### Source text ###

TomTom's IQ routes is actually quite clever. It stores on the device statistics about certain roads on certain days / times of day, so it knows not to try road X on a Tuesday (even if the device isn't online!) because there's always traffic there on a Tuesday, lets you avoid rush-hour queues only during rush hour etc.

Google hasn't quite got the same traffic integration and basically relies on TDS-RMC, which is what old TomTom's used to use (the FM-radio add-on is the same TDS one that finds traffic announcements on your radio, that's no subscription) and was subverted by HD Traffic (online, pay-per-month service).

So if you're offline, IQ Routes does a better job on average. And if you're online and only pulling in TDS announcements, IQ Routes (so long as it pulls the latest updates regularly) or HD Traffic (which is basically an advanced TDS) will do better.

The re-routing is a function of any satnav and they're all pretty much the same with that regard (it's basically A* routing, which is pretty common CS theory, but with several factors for each "edge" - like known traffic time, distance from previous edge, "infinite" distance for roads you want to deliberately avoid etc.). All that really matters is the data, and though Google can probe lots of data (including TDS, no doubt, given that it's free to do so), there's a lot to be said for better traffic updates online and for having averaged traffic knowledge when offline. That's what HD Traffic and IQ Routes are. But IQ Routes is at least free.

###

| Short task a |
Decide whether each statement agrees with the satnav text, giving yes or no and quoting the words of the text that settle it: (i) IQ Routes must be online to know to avoid a road on a Tuesday. (ii) The FM-radio add-on needs a subscription. (iii) HD Traffic is an online service paid for each month.

### Material for this task ###

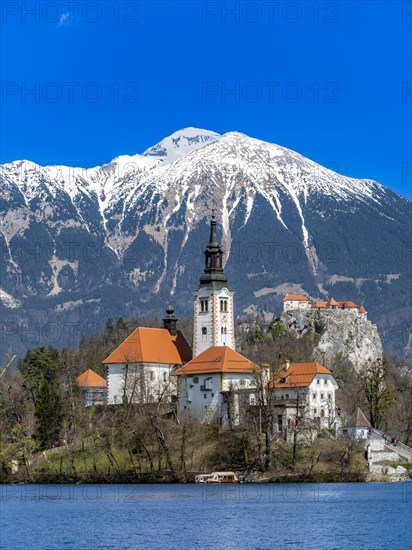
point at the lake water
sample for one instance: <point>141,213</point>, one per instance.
<point>305,516</point>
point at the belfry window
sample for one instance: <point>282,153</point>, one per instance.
<point>223,306</point>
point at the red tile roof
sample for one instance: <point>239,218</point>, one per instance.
<point>151,345</point>
<point>90,378</point>
<point>349,305</point>
<point>319,304</point>
<point>298,375</point>
<point>218,359</point>
<point>295,298</point>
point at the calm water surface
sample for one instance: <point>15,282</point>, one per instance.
<point>305,516</point>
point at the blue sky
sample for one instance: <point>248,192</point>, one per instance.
<point>331,80</point>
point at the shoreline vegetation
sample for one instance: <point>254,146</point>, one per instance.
<point>47,435</point>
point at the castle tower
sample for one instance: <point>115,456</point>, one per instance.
<point>213,301</point>
<point>170,321</point>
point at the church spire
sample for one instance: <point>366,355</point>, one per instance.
<point>213,275</point>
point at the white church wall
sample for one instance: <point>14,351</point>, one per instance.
<point>142,382</point>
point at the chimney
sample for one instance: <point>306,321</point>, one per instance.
<point>170,321</point>
<point>265,374</point>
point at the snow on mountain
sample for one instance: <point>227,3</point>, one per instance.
<point>180,143</point>
<point>285,221</point>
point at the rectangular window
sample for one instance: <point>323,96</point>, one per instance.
<point>223,306</point>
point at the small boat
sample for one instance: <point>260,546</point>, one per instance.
<point>222,477</point>
<point>202,478</point>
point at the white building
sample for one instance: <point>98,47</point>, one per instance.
<point>307,390</point>
<point>139,370</point>
<point>214,323</point>
<point>208,380</point>
<point>216,370</point>
<point>295,301</point>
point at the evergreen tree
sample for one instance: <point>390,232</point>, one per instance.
<point>36,365</point>
<point>48,414</point>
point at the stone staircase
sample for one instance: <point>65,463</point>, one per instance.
<point>381,449</point>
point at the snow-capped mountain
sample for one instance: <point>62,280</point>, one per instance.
<point>125,237</point>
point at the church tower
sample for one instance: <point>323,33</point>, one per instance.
<point>213,301</point>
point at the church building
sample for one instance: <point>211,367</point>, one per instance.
<point>214,323</point>
<point>216,371</point>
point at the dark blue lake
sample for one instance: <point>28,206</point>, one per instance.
<point>305,516</point>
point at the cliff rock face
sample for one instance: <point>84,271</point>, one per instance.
<point>342,332</point>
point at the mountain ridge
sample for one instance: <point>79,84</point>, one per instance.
<point>145,217</point>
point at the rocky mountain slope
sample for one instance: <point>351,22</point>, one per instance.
<point>123,239</point>
<point>342,333</point>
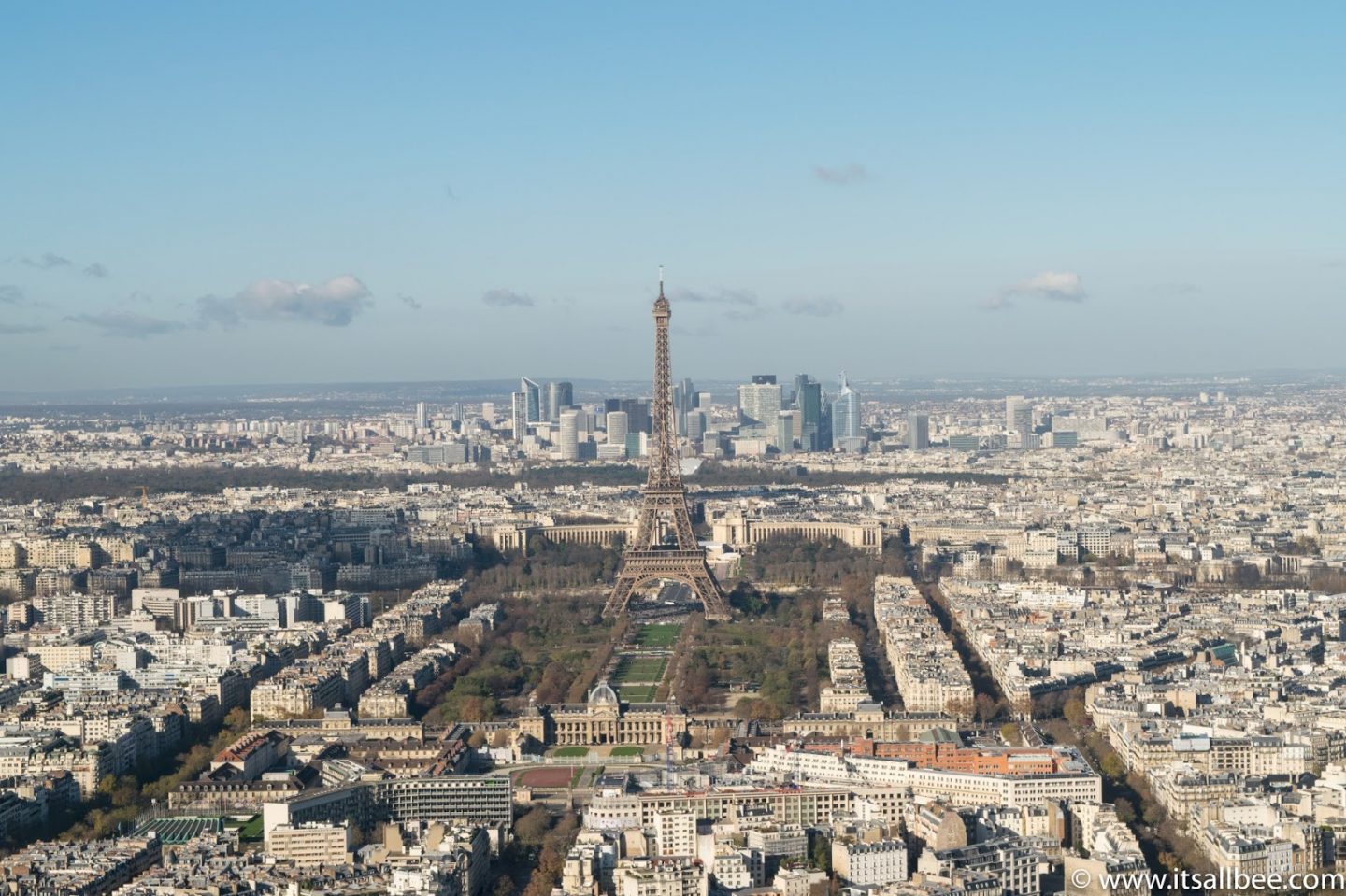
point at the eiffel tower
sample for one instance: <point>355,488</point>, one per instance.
<point>653,556</point>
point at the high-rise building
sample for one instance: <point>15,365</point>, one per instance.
<point>785,432</point>
<point>846,413</point>
<point>559,397</point>
<point>637,412</point>
<point>569,437</point>
<point>759,404</point>
<point>1019,420</point>
<point>533,396</point>
<point>808,400</point>
<point>519,415</point>
<point>684,398</point>
<point>618,424</point>
<point>918,431</point>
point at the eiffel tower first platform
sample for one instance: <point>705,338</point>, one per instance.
<point>664,547</point>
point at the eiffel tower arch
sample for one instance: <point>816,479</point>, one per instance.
<point>664,547</point>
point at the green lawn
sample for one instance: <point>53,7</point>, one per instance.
<point>663,635</point>
<point>563,752</point>
<point>639,669</point>
<point>252,831</point>
<point>639,693</point>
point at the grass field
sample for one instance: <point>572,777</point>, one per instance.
<point>639,669</point>
<point>571,751</point>
<point>639,693</point>
<point>663,635</point>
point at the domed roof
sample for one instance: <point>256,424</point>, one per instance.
<point>603,694</point>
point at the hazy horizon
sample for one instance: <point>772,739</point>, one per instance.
<point>336,192</point>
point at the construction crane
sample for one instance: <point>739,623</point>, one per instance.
<point>667,745</point>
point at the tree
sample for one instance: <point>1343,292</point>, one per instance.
<point>822,853</point>
<point>985,708</point>
<point>1113,767</point>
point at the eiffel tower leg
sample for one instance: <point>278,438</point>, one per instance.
<point>621,596</point>
<point>709,592</point>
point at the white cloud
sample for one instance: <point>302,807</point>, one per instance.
<point>331,305</point>
<point>1054,285</point>
<point>129,323</point>
<point>507,299</point>
<point>841,175</point>
<point>813,307</point>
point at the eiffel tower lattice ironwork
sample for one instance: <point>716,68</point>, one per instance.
<point>666,547</point>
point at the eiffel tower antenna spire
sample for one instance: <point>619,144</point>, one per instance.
<point>664,504</point>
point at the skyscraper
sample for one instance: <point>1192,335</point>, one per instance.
<point>918,431</point>
<point>846,413</point>
<point>684,397</point>
<point>569,437</point>
<point>559,397</point>
<point>785,432</point>
<point>1019,420</point>
<point>533,396</point>
<point>618,425</point>
<point>759,404</point>
<point>808,400</point>
<point>519,415</point>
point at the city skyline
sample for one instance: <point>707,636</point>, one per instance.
<point>1124,199</point>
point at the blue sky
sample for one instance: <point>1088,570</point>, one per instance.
<point>306,192</point>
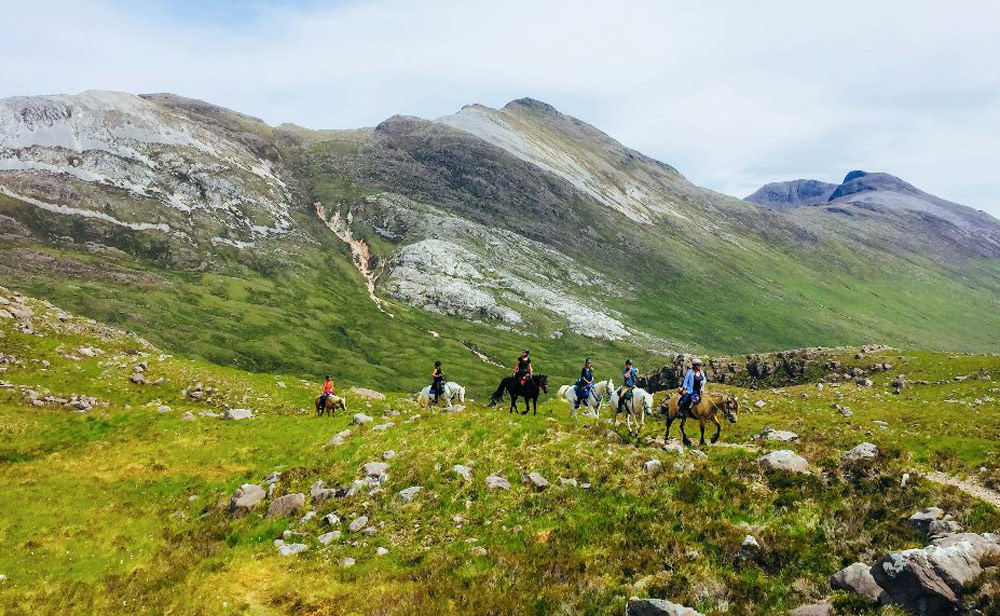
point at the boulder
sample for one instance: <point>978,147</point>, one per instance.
<point>235,414</point>
<point>930,580</point>
<point>784,460</point>
<point>284,505</point>
<point>537,482</point>
<point>496,482</point>
<point>814,609</point>
<point>784,436</point>
<point>857,579</point>
<point>245,499</point>
<point>462,471</point>
<point>922,519</point>
<point>358,524</point>
<point>657,607</point>
<point>864,451</point>
<point>408,494</point>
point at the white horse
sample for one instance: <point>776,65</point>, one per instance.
<point>599,392</point>
<point>640,405</point>
<point>452,390</point>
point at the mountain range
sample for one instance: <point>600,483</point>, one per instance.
<point>372,251</point>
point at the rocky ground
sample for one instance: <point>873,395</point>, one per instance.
<point>137,482</point>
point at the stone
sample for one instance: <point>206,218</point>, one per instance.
<point>784,436</point>
<point>784,460</point>
<point>496,482</point>
<point>657,607</point>
<point>462,471</point>
<point>864,451</point>
<point>857,579</point>
<point>930,580</point>
<point>290,549</point>
<point>408,494</point>
<point>236,414</point>
<point>538,482</point>
<point>921,520</point>
<point>358,524</point>
<point>284,505</point>
<point>375,469</point>
<point>245,499</point>
<point>330,537</point>
<point>813,609</point>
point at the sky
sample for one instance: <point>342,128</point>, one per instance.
<point>733,94</point>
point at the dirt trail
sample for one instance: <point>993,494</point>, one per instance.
<point>970,487</point>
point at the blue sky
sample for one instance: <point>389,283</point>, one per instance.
<point>733,94</point>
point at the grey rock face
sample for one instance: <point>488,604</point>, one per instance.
<point>784,460</point>
<point>930,580</point>
<point>284,505</point>
<point>245,499</point>
<point>657,607</point>
<point>857,579</point>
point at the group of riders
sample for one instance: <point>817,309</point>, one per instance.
<point>690,390</point>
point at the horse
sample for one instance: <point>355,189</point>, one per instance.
<point>452,390</point>
<point>529,391</point>
<point>639,397</point>
<point>598,392</point>
<point>332,403</point>
<point>703,411</point>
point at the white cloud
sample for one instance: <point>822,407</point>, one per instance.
<point>734,94</point>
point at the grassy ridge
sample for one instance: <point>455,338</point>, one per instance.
<point>121,509</point>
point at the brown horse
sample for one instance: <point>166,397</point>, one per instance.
<point>703,411</point>
<point>333,403</point>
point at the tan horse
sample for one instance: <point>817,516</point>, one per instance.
<point>703,411</point>
<point>332,403</point>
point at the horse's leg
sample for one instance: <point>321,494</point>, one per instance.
<point>718,429</point>
<point>684,438</point>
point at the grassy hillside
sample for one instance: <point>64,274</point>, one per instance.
<point>121,509</point>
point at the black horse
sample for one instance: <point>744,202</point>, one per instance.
<point>529,391</point>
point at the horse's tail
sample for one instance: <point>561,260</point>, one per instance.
<point>498,394</point>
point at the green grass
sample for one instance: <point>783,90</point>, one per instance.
<point>99,515</point>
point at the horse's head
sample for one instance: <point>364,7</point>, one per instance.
<point>730,408</point>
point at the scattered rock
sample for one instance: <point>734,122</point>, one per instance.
<point>245,499</point>
<point>864,451</point>
<point>857,579</point>
<point>284,505</point>
<point>330,537</point>
<point>784,436</point>
<point>358,524</point>
<point>784,460</point>
<point>496,482</point>
<point>235,414</point>
<point>290,549</point>
<point>408,494</point>
<point>538,482</point>
<point>930,580</point>
<point>657,607</point>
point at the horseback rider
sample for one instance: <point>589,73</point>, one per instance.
<point>584,383</point>
<point>692,387</point>
<point>522,368</point>
<point>327,391</point>
<point>629,376</point>
<point>437,387</point>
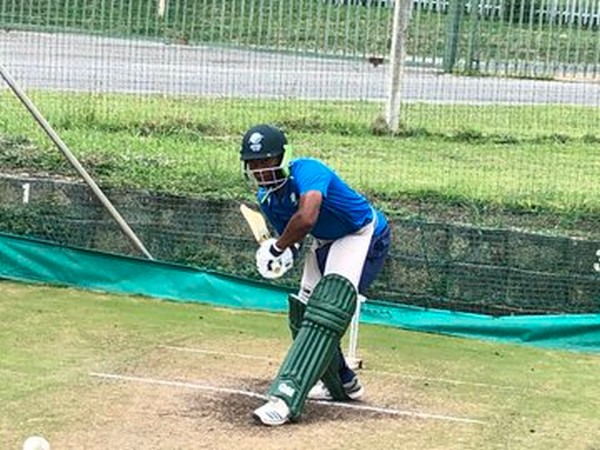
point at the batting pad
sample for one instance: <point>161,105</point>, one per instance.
<point>331,376</point>
<point>327,316</point>
<point>295,314</point>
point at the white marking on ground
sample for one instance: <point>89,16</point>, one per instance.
<point>383,372</point>
<point>221,390</point>
<point>212,352</point>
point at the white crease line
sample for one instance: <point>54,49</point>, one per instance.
<point>383,372</point>
<point>211,352</point>
<point>204,387</point>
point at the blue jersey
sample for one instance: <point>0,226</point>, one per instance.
<point>343,210</point>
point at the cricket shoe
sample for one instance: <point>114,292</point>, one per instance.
<point>273,413</point>
<point>354,390</point>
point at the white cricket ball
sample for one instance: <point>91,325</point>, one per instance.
<point>36,443</point>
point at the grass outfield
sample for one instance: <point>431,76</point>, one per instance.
<point>53,338</point>
<point>520,159</point>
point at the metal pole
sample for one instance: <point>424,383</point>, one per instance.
<point>397,56</point>
<point>162,6</point>
<point>72,159</point>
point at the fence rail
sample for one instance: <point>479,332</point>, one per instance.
<point>532,38</point>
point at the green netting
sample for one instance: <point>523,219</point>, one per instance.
<point>37,261</point>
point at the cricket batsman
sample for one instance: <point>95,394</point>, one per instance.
<point>351,240</point>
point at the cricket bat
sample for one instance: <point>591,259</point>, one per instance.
<point>256,222</point>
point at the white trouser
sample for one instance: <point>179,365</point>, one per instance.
<point>346,258</point>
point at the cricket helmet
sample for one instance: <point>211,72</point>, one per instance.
<point>262,142</point>
<point>265,142</point>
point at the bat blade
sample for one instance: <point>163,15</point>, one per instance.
<point>256,222</point>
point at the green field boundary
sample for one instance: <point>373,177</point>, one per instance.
<point>36,261</point>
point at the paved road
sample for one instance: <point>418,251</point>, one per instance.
<point>84,63</point>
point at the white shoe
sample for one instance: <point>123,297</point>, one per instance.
<point>354,390</point>
<point>273,413</point>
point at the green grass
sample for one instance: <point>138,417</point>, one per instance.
<point>315,27</point>
<point>493,157</point>
<point>52,338</point>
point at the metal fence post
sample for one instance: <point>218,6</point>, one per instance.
<point>397,57</point>
<point>454,18</point>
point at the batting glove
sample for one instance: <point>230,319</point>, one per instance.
<point>272,262</point>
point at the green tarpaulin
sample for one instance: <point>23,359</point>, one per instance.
<point>38,261</point>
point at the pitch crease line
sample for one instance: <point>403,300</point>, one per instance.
<point>383,372</point>
<point>212,352</point>
<point>203,387</point>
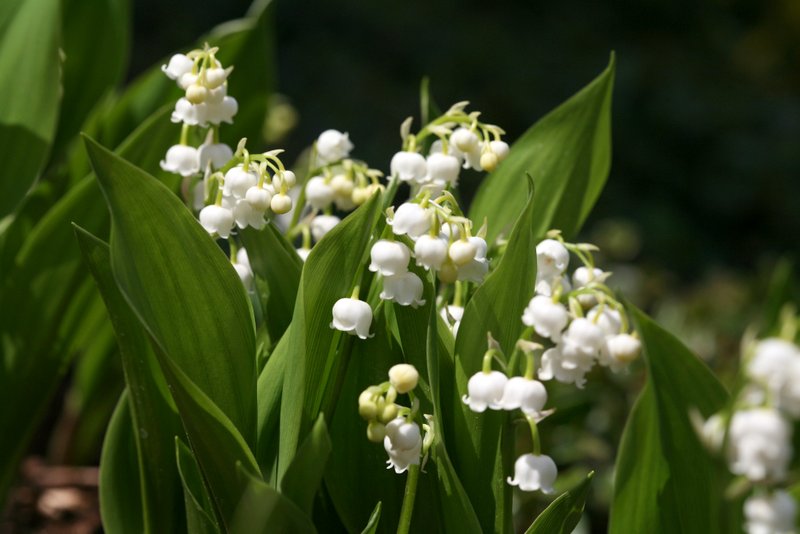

###

| Short task b |
Please write out the rows starting with the line containing "point at the tan horse" and going on through the line containing "<point>684,438</point>", copying them exactly and including both of those lines.

| Task solution a |
(i) No: "so it knows not to try road X on a Tuesday (even if the device isn't online!)"
(ii) No: "the FM-radio add-on is the same TDS one that finds traffic announcements on your radio, that's no subscription"
(iii) Yes: "HD Traffic (online, pay-per-month service)"

| Task solution b |
point at the tan horse
sample for one instance: <point>817,516</point>, one per instance.
<point>703,411</point>
<point>332,403</point>
point at the horse's leg
sample for one instance: <point>321,494</point>, one per instance.
<point>718,429</point>
<point>684,438</point>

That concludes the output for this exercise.